> [SHORT EXERCISE]:
Gather every line of the listing below that contains the string "male", and copy each one in full.
— BEGIN SUPPLIED RECORDS —
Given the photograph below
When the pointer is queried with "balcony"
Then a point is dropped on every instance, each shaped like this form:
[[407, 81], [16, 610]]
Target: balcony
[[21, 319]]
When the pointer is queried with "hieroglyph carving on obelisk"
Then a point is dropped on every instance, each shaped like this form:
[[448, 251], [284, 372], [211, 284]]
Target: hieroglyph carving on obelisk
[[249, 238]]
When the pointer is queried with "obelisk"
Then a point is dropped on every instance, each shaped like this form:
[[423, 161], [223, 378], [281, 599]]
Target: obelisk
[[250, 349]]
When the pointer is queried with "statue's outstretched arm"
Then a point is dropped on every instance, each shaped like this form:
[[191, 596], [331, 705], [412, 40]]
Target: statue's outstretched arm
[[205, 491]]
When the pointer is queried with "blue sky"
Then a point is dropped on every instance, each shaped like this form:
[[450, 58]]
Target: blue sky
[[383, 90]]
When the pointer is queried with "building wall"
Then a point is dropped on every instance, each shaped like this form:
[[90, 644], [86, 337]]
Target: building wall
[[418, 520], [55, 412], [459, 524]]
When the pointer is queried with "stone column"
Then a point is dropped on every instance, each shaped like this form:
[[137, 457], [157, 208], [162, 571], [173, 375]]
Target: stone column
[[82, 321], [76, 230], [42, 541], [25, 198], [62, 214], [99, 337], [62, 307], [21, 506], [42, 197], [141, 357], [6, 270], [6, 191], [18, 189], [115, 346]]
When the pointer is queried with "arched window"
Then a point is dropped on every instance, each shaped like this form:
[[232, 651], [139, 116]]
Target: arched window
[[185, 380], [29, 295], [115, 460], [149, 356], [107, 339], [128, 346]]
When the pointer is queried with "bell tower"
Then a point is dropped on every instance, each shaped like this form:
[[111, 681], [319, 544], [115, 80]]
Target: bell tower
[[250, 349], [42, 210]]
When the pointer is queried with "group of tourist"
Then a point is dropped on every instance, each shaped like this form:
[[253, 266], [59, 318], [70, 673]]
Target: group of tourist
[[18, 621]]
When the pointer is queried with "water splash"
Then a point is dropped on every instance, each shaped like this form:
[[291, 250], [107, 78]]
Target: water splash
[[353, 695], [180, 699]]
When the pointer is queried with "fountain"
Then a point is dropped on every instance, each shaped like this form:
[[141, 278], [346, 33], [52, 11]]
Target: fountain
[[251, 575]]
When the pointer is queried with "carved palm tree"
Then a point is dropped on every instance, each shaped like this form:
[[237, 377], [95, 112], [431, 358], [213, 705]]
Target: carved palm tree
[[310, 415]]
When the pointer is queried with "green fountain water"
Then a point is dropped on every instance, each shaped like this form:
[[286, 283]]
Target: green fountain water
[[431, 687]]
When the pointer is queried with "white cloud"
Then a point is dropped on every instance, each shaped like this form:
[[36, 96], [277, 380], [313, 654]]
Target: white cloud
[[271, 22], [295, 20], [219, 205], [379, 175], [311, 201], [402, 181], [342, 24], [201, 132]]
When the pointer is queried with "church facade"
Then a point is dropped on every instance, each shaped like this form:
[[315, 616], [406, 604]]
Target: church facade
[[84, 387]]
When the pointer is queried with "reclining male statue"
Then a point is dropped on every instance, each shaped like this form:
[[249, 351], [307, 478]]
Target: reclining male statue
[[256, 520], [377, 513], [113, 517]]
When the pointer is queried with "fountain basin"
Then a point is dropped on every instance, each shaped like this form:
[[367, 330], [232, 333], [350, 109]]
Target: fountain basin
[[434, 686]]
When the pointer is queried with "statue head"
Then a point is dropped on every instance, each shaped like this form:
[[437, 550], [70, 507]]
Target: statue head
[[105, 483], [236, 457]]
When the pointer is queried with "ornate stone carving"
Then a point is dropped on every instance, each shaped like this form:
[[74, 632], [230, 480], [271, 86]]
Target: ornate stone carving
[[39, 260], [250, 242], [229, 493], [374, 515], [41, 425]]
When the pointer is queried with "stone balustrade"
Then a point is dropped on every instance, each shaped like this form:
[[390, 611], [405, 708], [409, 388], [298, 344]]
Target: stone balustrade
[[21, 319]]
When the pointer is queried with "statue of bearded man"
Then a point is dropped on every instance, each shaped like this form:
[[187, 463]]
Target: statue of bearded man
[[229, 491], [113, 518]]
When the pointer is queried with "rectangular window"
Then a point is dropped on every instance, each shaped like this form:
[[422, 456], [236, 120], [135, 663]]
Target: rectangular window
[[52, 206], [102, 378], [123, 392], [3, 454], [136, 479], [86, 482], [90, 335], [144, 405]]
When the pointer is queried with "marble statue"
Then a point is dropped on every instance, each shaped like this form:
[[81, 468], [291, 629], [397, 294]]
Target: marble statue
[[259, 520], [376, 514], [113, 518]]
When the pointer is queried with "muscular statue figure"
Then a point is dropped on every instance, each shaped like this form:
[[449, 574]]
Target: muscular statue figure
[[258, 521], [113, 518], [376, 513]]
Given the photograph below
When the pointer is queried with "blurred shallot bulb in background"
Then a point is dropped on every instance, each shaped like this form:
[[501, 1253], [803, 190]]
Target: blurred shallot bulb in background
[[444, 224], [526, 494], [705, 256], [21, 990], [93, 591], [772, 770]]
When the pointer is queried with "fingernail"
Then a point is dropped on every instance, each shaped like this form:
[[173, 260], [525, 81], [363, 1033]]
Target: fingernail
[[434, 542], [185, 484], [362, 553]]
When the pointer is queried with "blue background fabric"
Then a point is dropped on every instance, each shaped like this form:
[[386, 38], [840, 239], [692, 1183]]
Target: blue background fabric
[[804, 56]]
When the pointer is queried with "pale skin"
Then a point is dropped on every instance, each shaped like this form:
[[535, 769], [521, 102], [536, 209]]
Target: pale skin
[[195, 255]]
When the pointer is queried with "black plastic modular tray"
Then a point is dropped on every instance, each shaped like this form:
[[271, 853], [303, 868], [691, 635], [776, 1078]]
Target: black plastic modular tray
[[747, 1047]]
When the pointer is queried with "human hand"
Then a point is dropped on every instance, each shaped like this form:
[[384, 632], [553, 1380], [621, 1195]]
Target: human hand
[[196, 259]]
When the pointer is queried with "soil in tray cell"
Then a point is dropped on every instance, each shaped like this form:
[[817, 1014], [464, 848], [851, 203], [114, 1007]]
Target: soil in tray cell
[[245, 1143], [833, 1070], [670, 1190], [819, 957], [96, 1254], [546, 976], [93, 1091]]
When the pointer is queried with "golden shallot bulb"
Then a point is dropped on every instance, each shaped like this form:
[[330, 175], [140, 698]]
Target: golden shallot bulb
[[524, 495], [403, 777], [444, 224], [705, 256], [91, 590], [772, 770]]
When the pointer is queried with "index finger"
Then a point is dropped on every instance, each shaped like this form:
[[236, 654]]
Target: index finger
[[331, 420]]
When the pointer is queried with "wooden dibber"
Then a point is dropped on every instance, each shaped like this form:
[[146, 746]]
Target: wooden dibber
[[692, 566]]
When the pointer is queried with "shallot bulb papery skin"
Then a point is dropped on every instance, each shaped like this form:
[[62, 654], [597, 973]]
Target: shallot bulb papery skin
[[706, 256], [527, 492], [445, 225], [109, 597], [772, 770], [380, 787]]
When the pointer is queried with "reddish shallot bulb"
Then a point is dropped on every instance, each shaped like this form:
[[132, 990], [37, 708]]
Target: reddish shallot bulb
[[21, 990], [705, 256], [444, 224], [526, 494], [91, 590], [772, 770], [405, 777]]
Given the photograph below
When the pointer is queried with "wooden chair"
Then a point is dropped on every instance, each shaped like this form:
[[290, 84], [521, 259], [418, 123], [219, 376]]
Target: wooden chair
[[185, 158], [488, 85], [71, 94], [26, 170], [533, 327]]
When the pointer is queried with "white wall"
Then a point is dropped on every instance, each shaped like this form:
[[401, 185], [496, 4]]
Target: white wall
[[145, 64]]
— END SUPPLIED RECORDS —
> [COMPLETE RESPONSE]:
When the pointer is queried with "reclining male statue"
Target: reclining male statue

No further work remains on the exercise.